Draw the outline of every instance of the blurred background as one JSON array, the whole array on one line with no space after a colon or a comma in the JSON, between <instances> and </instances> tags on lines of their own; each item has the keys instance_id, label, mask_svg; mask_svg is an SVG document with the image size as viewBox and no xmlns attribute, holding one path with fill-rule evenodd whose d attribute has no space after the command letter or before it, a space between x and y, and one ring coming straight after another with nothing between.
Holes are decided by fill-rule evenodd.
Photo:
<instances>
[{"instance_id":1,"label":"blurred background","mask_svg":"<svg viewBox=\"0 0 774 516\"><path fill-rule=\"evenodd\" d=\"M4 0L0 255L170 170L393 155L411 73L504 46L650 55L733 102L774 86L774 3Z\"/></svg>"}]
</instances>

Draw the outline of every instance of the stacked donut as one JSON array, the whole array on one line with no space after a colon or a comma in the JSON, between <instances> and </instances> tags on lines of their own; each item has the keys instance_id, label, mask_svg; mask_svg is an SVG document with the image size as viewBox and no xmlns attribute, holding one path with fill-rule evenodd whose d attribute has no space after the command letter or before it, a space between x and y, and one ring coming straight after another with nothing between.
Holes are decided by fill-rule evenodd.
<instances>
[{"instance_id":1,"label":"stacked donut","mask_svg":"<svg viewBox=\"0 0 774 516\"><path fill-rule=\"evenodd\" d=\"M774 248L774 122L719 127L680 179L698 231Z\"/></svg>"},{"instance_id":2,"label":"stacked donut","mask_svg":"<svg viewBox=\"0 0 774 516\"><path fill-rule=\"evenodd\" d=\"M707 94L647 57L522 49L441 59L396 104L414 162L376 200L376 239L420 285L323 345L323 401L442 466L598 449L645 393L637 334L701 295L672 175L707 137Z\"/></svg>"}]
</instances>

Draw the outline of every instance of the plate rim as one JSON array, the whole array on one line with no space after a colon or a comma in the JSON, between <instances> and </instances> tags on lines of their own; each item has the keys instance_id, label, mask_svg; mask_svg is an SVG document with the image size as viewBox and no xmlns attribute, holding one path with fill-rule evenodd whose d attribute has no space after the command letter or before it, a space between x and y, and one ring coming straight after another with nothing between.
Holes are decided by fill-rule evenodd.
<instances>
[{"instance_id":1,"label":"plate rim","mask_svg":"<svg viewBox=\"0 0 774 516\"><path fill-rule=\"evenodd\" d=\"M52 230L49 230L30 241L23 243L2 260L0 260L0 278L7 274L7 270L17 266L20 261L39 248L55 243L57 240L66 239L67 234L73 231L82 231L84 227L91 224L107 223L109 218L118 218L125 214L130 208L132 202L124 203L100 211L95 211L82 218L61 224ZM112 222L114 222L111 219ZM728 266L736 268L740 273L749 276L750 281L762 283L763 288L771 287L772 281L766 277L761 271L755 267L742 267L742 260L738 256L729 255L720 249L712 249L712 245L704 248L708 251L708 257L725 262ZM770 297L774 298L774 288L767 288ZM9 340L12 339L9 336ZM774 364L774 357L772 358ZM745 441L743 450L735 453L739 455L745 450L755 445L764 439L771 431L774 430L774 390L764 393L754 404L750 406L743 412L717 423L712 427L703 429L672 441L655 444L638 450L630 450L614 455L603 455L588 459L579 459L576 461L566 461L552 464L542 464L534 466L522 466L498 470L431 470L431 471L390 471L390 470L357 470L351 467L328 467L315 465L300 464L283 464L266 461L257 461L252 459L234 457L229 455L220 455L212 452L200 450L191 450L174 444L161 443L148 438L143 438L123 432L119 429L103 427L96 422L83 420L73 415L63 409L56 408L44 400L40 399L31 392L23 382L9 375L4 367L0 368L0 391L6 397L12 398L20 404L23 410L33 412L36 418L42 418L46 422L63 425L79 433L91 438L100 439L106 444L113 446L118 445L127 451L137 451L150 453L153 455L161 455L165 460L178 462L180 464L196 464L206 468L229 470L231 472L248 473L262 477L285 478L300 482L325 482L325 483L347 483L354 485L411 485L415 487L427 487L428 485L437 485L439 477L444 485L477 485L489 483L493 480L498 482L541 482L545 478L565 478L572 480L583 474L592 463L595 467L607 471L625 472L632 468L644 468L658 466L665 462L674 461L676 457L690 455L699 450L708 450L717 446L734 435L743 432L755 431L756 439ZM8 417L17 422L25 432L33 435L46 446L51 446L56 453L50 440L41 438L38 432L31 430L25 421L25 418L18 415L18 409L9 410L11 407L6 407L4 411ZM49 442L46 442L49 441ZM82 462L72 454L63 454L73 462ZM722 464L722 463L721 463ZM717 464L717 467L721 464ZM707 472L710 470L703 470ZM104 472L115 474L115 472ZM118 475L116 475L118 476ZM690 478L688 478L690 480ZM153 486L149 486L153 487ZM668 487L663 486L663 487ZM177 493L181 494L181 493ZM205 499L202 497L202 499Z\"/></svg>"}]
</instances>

§ §

• WHAT TO WORK ON
Write out the entire listing exactly.

• ANSWER BELOW
Draw the outline of every instance of the blurred background as one JSON array, the whole array on one line with no space after a colon or a comma in the JSON, between <instances> and </instances> tags on lines of their own; each item has the keys instance_id, label, mask_svg; mask_svg is an SVG document with the image size as viewBox and no xmlns attribute, holding one path with fill-rule evenodd whose d attribute has no space after the command letter or before it, a space between x and y, and one ring coming straight after another with nothing between.
Holes are decided by fill-rule evenodd.
Photo:
<instances>
[{"instance_id":1,"label":"blurred background","mask_svg":"<svg viewBox=\"0 0 774 516\"><path fill-rule=\"evenodd\" d=\"M4 0L0 255L170 170L393 155L411 73L504 46L650 55L733 102L774 86L774 3Z\"/></svg>"}]
</instances>

Draw the outline of every instance of the stacked donut as one JSON array, the whole array on one line with no space after a colon or a comma in the JSON, between <instances> and </instances> tags on lines of their own; each item has the keys instance_id, label, mask_svg; mask_svg is an SVG document with the image size as viewBox and no xmlns attribute, holding one path with fill-rule evenodd whose d attribute has no space after the command letter or before it, a space between x and y, and one ring coming straight after another with nothing between.
Holes are decided by fill-rule evenodd.
<instances>
[{"instance_id":1,"label":"stacked donut","mask_svg":"<svg viewBox=\"0 0 774 516\"><path fill-rule=\"evenodd\" d=\"M774 248L774 122L719 127L680 179L698 231Z\"/></svg>"},{"instance_id":2,"label":"stacked donut","mask_svg":"<svg viewBox=\"0 0 774 516\"><path fill-rule=\"evenodd\" d=\"M707 94L647 57L522 49L441 59L396 104L414 162L376 200L376 239L420 285L323 345L323 401L442 466L598 449L645 393L637 334L701 295L672 175L707 137Z\"/></svg>"}]
</instances>

Draw the outline of every instance of the plate rim as one JSON array, the whole array on one line with no space after a colon or a comma in the JSON, between <instances> and </instances> tags on lines of their own; each item has the keys instance_id, label, mask_svg; mask_svg is an SVG document with the image size as viewBox and no xmlns attribute, holding one path with fill-rule evenodd whose d attribute has no space after the command letter or before it, a space between x and y, and one ring coming straight after another with nothing between.
Holes are decided by fill-rule evenodd.
<instances>
[{"instance_id":1,"label":"plate rim","mask_svg":"<svg viewBox=\"0 0 774 516\"><path fill-rule=\"evenodd\" d=\"M52 230L49 230L30 241L23 243L2 260L0 260L0 278L7 274L7 270L17 266L20 261L39 248L55 243L57 240L66 239L67 234L73 231L82 231L84 227L91 224L107 223L109 218L118 218L125 214L130 208L132 202L124 203L100 211L95 211L82 218L61 224ZM112 222L114 222L111 219ZM728 266L736 268L740 273L749 276L750 281L762 283L763 288L771 287L772 281L766 277L761 271L755 267L742 267L742 260L738 256L729 255L720 249L712 249L712 245L704 248L708 251L708 257L725 262ZM770 297L774 298L774 288L767 288ZM9 340L12 339L9 336ZM774 364L774 357L772 358ZM745 441L743 450L735 453L739 455L745 450L755 445L764 439L771 431L774 430L774 390L764 393L754 404L750 406L743 412L717 423L712 427L703 429L672 441L655 444L638 450L630 450L614 455L603 455L588 459L579 459L576 461L566 461L552 464L542 464L534 466L522 466L498 470L431 470L431 471L390 471L390 470L357 470L351 467L328 467L315 465L300 464L283 464L266 461L257 461L252 459L234 457L229 455L220 455L212 452L200 450L191 450L174 444L161 443L148 438L143 438L123 432L119 429L103 427L96 422L83 420L73 415L63 409L56 408L44 400L40 399L31 392L23 382L9 375L4 367L0 368L0 391L6 397L12 398L20 404L23 410L33 412L36 418L42 418L46 422L63 425L79 433L91 438L100 439L106 444L113 446L118 445L127 451L137 451L150 453L153 455L161 455L165 460L178 462L180 464L196 464L206 468L229 470L231 472L248 473L262 477L285 478L300 482L325 482L325 483L347 483L354 485L411 485L415 487L427 487L428 485L437 485L439 477L444 485L477 485L489 483L493 480L498 482L541 482L545 478L565 478L572 480L583 474L592 463L595 467L607 471L625 472L632 468L644 468L658 466L665 462L674 461L676 457L690 455L699 450L708 450L717 446L734 435L743 432L755 431L756 439ZM8 417L17 422L25 432L33 435L46 446L51 446L56 453L50 440L41 438L38 432L31 430L25 421L25 418L18 415L18 409L9 410L11 407L6 407L4 411ZM49 442L46 442L49 441ZM82 462L72 454L63 454L73 462ZM722 464L722 463L721 463ZM717 464L717 467L721 464ZM707 472L710 470L703 470ZM104 472L115 474L115 472ZM118 475L116 475L118 476ZM690 478L688 478L690 480ZM153 486L149 486L153 487ZM668 487L663 486L663 487ZM177 493L181 494L181 493ZM205 499L202 497L202 499Z\"/></svg>"}]
</instances>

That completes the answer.